_Task details_.
Beginning with the line that contains "Objective — one point per instance of the green garden trowel" and ending with the last line of the material below, format every line as a numbered list, skipping blank lines and leaving out the pictures.

** START OF Given information **

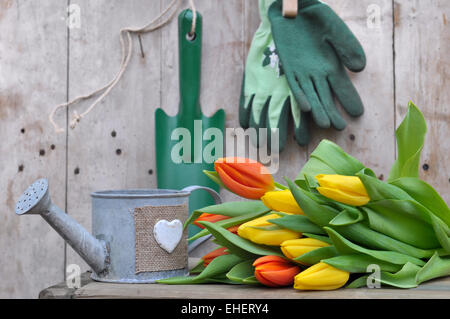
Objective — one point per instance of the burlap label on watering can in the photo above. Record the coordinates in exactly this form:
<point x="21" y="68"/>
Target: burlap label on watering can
<point x="149" y="255"/>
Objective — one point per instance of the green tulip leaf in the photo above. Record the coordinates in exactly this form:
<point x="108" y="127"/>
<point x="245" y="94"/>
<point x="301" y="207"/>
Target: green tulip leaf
<point x="404" y="278"/>
<point x="379" y="190"/>
<point x="329" y="158"/>
<point x="360" y="263"/>
<point x="435" y="267"/>
<point x="298" y="223"/>
<point x="410" y="136"/>
<point x="251" y="281"/>
<point x="238" y="245"/>
<point x="403" y="221"/>
<point x="362" y="234"/>
<point x="347" y="217"/>
<point x="320" y="215"/>
<point x="325" y="239"/>
<point x="425" y="195"/>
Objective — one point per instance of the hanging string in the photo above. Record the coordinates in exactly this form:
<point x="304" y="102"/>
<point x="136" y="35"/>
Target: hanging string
<point x="125" y="38"/>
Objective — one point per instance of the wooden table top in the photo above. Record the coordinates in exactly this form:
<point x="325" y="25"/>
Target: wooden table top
<point x="436" y="289"/>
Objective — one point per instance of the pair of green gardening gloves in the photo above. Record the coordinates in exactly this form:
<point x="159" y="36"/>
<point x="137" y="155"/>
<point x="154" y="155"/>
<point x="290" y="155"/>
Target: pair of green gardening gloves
<point x="293" y="67"/>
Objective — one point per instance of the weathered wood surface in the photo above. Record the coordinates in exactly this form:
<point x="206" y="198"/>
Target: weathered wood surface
<point x="41" y="61"/>
<point x="33" y="68"/>
<point x="422" y="59"/>
<point x="437" y="289"/>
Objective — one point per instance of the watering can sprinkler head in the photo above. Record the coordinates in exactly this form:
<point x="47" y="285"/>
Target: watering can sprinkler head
<point x="36" y="200"/>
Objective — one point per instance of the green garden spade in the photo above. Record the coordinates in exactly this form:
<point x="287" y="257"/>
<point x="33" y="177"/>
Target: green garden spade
<point x="184" y="141"/>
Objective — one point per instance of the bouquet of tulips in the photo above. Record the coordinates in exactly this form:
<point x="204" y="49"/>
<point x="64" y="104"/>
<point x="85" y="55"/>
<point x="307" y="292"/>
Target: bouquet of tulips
<point x="334" y="225"/>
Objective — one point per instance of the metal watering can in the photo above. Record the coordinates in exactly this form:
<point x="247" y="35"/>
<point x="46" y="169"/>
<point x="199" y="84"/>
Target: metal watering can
<point x="111" y="250"/>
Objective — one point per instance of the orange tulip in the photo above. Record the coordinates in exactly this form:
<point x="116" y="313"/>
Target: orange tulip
<point x="274" y="271"/>
<point x="244" y="177"/>
<point x="212" y="218"/>
<point x="215" y="253"/>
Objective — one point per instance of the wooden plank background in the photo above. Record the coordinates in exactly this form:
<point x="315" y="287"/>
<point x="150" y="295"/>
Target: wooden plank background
<point x="43" y="63"/>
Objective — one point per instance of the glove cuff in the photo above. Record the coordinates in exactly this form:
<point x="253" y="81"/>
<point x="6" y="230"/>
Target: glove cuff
<point x="302" y="4"/>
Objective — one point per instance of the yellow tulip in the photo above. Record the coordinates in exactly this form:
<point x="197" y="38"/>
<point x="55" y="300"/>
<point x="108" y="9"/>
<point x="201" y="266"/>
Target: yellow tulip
<point x="252" y="231"/>
<point x="281" y="201"/>
<point x="321" y="276"/>
<point x="297" y="247"/>
<point x="344" y="189"/>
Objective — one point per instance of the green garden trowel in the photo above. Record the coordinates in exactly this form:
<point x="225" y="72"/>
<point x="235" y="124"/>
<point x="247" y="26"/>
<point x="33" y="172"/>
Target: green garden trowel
<point x="180" y="145"/>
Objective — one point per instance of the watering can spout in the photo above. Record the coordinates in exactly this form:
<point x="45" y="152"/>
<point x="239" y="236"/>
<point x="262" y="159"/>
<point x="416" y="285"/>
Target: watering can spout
<point x="36" y="200"/>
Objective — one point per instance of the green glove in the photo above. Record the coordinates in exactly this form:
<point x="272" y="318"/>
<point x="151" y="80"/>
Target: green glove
<point x="266" y="98"/>
<point x="314" y="47"/>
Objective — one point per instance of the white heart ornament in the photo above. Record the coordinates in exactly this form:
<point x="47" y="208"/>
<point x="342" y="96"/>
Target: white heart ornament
<point x="168" y="234"/>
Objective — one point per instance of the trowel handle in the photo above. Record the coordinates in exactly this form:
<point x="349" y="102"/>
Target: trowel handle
<point x="190" y="51"/>
<point x="212" y="192"/>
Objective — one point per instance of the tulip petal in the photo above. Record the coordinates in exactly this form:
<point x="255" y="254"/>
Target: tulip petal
<point x="284" y="277"/>
<point x="348" y="184"/>
<point x="343" y="197"/>
<point x="240" y="189"/>
<point x="282" y="201"/>
<point x="269" y="258"/>
<point x="252" y="173"/>
<point x="264" y="281"/>
<point x="212" y="218"/>
<point x="321" y="277"/>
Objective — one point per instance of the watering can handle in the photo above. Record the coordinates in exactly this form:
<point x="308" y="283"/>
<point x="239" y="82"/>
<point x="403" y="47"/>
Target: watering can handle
<point x="212" y="192"/>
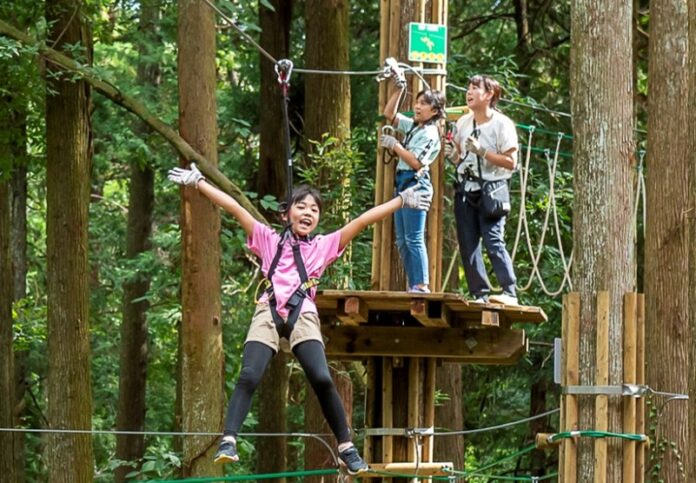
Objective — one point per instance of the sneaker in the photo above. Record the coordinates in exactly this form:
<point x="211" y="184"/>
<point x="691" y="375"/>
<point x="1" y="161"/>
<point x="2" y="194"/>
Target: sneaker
<point x="505" y="299"/>
<point x="352" y="460"/>
<point x="227" y="452"/>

** END OF Given information **

_Response to this task_.
1. Objective — one point per instance of the green garden trowel in the photo above. Record the coordinates in exactly this form:
2. <point x="225" y="72"/>
3. <point x="235" y="124"/>
4. <point x="247" y="26"/>
5. <point x="33" y="172"/>
6. Target: green garden trowel
7. <point x="180" y="145"/>
8. Objective — one point per instance of the watering can spout in the photo above. Record the coordinates in exactly this form:
9. <point x="45" y="152"/>
10. <point x="239" y="236"/>
11. <point x="262" y="159"/>
12. <point x="416" y="285"/>
13. Target: watering can spout
14. <point x="36" y="200"/>
15. Objective — one point per instance of the green glove in the photo above. Record the coordinates in exactly this form:
16. <point x="272" y="318"/>
17. <point x="151" y="80"/>
18. Target: green glove
19. <point x="266" y="98"/>
20. <point x="314" y="47"/>
21. Objective — one point per instance of the white heart ornament in the photo above. Record the coordinates in exactly this form:
22. <point x="47" y="208"/>
23. <point x="342" y="96"/>
24. Target: white heart ornament
25. <point x="168" y="234"/>
26. Objective — one point per instance of the trowel handle in the photo above. Record the coordinates in exactly this form:
27. <point x="349" y="102"/>
28. Target: trowel handle
29. <point x="190" y="51"/>
30. <point x="212" y="192"/>
31. Objective — one point per instance of the tulip petal in the photo above. Record the coordinates in exactly this form:
32. <point x="255" y="254"/>
33. Target: tulip petal
34. <point x="284" y="277"/>
35. <point x="348" y="184"/>
36. <point x="343" y="197"/>
37. <point x="240" y="189"/>
38. <point x="282" y="201"/>
39. <point x="269" y="258"/>
40. <point x="252" y="173"/>
41. <point x="264" y="281"/>
42. <point x="212" y="218"/>
43. <point x="321" y="277"/>
44. Objective — one point per instance of the watering can handle in the photo above. Record the coordinates in exactly this form:
45. <point x="308" y="283"/>
46. <point x="239" y="82"/>
47. <point x="403" y="47"/>
48. Target: watering can handle
49. <point x="212" y="192"/>
50. Objective — one point per instance of the sneaker in the photo above. Record the coordinates in exactly this form:
51. <point x="211" y="184"/>
52. <point x="691" y="375"/>
53. <point x="1" y="161"/>
54. <point x="2" y="194"/>
55. Target: sneaker
56. <point x="505" y="299"/>
57. <point x="352" y="460"/>
58. <point x="227" y="452"/>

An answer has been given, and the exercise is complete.